PAGE TEXT:
Tests, Texting and Tuberculosis: Nagging That Works

When it comes to treating tuberculosis, the primary difficulty many doctors encounter today is the unfortunate reality that giving patients antibiotics doesn’t necessarily mean they’ll actually take them.

This problem is especially pronounced in developing countries, where there is a growing need for an easy way to monitor patients who are often hours away from the nearest hospital. A team of students at Massachusetts Institute of Technology have come up with a plan that does just that, offering an easy-to-use texting system and incentives like free cell phone minutes to ensure that people with TB actually complete the six- to nine-month course of medications necessary for their complete recovery.

Following the new plan, patients who previously had to check in at medical centers each day need only a cell phone and special test strips to confirm that they are taking the prescribed daily doses of antibiotics.

The MIT group, created as a part of the Muhammad Yunus Challenge to Alleviate Poverty and aptly dubbed “X Out TB,” used a recently developed technology known as paper microfluidics to create a new type of test strip that interacts with the urine of patients who have taken their medication. If metabolites from the antibiotics are present, chemicals on the strip reveal a number that can be submitted to a hospital database via a special cell phone texting system.

Patients who consistently submit these numbers as evidence they’re continuing the treatment are rewarded with free cell phone minutes, an incentive chosen for its relative ease of distribution and wide appeal.

While potentially applicable all over the world, the “X Out TB” plan would be a particularly effective solution for tuberculosis treatment in third world countries, where many uneducated patients who don’t have access to medical centers stop taking medication when they believe themselves cured. Rather than defeating the disease, they end up with TB resistant to the antibiotics, preventing those individuals from restarting the program and potentially helping spread a more pernicious version of the disease.

Having completed field-testing in Nicaragua, the MIT team plans to spend this summer in Pakistan and Indonesia, where their incentives-based system could help hundreds of patients fulfill treatment requirements and go on to lead disease-free lives.

PROBLEM DETAILS:
Copy the tuberculosis article from "While potentially applicable" up to and including "lead disease-free lives.", changing "pernicious" to "dangerous".

SUPPLIED RECORDS:
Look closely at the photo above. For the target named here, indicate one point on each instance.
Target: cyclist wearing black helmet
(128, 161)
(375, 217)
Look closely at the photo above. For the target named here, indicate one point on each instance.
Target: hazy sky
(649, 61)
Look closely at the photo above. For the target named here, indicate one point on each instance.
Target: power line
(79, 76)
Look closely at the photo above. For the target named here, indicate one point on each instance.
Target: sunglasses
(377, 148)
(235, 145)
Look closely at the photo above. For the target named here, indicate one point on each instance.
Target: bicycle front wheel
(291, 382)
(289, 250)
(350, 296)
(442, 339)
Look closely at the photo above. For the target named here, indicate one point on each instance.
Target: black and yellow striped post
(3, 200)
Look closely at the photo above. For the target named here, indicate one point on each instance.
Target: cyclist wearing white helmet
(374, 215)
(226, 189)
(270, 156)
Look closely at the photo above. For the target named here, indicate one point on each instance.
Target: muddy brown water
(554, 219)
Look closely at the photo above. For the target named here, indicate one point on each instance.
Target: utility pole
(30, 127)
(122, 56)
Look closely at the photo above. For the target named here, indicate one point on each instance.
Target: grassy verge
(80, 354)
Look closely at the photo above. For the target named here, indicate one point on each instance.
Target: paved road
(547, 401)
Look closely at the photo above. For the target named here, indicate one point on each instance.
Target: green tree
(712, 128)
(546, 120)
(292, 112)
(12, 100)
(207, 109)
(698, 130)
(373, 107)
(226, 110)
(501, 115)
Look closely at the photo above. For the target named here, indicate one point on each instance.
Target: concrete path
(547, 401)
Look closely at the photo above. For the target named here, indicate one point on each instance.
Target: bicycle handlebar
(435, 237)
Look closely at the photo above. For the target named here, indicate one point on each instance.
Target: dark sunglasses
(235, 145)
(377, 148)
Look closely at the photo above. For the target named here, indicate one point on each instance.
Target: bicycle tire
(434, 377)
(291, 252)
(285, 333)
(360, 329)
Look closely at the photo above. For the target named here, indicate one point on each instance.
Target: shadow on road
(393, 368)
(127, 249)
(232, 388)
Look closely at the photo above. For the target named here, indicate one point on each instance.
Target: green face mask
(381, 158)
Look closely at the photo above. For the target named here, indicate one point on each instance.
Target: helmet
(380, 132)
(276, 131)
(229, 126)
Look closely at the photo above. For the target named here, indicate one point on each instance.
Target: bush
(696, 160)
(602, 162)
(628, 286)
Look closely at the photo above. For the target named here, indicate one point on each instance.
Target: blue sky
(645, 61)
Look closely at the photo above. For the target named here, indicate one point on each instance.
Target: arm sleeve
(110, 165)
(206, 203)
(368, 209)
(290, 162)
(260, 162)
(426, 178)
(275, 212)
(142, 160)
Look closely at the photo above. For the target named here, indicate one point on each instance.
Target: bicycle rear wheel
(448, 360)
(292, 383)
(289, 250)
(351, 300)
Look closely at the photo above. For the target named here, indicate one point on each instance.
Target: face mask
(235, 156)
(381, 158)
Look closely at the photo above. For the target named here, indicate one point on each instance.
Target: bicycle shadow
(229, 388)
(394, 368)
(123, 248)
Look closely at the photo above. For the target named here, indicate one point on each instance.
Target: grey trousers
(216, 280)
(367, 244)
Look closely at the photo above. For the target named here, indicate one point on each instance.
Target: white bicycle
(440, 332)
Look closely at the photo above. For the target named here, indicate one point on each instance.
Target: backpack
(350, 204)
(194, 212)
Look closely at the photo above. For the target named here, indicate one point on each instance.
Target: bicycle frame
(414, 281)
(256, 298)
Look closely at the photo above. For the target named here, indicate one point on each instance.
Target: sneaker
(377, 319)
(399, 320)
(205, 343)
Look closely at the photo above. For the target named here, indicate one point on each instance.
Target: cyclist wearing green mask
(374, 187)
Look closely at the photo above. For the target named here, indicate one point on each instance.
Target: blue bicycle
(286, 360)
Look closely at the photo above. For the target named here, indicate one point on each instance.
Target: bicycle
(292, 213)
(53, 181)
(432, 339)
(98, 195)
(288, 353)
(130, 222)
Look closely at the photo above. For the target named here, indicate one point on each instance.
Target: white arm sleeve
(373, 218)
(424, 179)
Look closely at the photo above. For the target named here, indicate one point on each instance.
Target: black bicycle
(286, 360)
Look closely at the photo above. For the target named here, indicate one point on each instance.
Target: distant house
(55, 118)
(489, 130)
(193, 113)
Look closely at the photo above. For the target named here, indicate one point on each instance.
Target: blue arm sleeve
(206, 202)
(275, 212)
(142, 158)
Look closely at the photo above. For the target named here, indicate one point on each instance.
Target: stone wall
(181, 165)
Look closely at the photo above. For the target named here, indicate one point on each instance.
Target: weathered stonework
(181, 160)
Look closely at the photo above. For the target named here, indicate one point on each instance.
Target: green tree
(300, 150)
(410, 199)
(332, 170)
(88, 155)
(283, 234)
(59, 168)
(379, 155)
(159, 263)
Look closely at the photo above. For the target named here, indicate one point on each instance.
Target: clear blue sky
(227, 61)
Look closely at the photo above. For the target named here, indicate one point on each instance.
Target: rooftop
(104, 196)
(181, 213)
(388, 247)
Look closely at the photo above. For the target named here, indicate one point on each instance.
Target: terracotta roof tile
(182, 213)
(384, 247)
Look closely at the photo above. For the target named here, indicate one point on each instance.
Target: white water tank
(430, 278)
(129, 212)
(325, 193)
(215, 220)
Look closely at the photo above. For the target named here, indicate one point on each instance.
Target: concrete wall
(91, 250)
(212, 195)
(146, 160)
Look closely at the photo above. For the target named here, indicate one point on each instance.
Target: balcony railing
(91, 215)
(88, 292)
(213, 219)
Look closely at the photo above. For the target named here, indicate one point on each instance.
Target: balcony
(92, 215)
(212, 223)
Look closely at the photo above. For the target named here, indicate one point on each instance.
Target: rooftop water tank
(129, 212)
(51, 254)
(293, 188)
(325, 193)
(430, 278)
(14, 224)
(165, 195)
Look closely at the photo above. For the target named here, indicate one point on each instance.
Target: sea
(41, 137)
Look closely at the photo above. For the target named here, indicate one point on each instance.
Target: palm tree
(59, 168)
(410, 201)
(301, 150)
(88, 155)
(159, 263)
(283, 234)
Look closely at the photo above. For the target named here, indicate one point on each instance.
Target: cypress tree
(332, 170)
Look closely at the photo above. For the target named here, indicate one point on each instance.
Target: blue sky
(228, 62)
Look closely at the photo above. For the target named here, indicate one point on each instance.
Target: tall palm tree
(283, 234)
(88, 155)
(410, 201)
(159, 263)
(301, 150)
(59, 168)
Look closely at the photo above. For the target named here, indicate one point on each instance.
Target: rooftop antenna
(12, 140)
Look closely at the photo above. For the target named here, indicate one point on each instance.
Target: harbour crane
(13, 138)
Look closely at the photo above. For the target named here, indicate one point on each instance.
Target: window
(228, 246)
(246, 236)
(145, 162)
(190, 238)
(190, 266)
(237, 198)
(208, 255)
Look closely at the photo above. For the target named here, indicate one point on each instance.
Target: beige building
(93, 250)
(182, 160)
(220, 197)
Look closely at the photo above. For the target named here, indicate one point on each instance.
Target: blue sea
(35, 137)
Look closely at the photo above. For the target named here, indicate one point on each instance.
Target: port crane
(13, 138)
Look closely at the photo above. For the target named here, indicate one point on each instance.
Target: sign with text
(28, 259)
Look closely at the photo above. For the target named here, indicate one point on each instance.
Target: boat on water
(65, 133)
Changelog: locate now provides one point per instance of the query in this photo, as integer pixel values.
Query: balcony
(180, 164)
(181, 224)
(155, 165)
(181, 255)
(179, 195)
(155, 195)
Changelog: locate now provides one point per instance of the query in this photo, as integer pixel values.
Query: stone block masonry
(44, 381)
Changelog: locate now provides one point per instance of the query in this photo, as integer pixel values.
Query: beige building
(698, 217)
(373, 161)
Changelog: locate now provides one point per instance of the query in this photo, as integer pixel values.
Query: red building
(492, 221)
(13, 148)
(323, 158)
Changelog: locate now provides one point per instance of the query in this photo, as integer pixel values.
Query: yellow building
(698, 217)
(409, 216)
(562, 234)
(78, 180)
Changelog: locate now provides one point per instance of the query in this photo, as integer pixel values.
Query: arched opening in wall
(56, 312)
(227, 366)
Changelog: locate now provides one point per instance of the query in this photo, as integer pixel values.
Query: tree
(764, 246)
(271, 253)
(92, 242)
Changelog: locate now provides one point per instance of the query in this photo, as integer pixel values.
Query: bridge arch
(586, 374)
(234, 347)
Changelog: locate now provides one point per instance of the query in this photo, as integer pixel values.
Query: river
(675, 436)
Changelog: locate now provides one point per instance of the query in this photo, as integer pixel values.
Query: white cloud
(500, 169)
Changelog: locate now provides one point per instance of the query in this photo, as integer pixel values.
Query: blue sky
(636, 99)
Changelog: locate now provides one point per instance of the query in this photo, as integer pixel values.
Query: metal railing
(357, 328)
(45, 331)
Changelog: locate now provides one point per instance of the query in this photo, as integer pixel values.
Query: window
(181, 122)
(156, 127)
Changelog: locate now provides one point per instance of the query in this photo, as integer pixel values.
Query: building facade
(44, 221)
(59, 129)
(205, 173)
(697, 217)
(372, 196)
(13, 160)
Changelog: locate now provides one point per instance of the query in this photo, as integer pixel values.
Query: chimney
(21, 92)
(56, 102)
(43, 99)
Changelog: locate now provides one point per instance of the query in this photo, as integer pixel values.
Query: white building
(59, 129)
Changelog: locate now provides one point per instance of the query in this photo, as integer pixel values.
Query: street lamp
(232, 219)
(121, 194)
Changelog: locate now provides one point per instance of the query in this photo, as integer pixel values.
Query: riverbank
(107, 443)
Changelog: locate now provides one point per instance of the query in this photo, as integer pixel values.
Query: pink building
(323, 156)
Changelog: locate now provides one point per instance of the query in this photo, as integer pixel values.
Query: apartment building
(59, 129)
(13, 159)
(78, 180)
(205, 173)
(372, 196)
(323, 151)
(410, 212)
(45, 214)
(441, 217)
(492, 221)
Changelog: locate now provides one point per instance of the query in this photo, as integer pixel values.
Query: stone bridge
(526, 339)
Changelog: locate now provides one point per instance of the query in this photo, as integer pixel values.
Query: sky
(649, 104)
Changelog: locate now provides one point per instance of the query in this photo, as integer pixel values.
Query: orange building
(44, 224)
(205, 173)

RESPONSE AREA:
While potentially applicable all over the world, the “X Out TB” plan would be a particularly effective solution for tuberculosis treatment in third world countries, where many uneducated patients who don’t have access to medical centers stop taking medication when they believe themselves cured. Rather than defeating the disease, they end up with TB resistant to the antibiotics, preventing those individuals from restarting the program and potentially helping spread a more dangerous version of the disease.

Having completed field-testing in Nicaragua, the MIT team plans to spend this summer in Pakistan and Indonesia, where their incentives-based system could help hundreds of patients fulfill treatment requirements and go on to lead disease-free lives.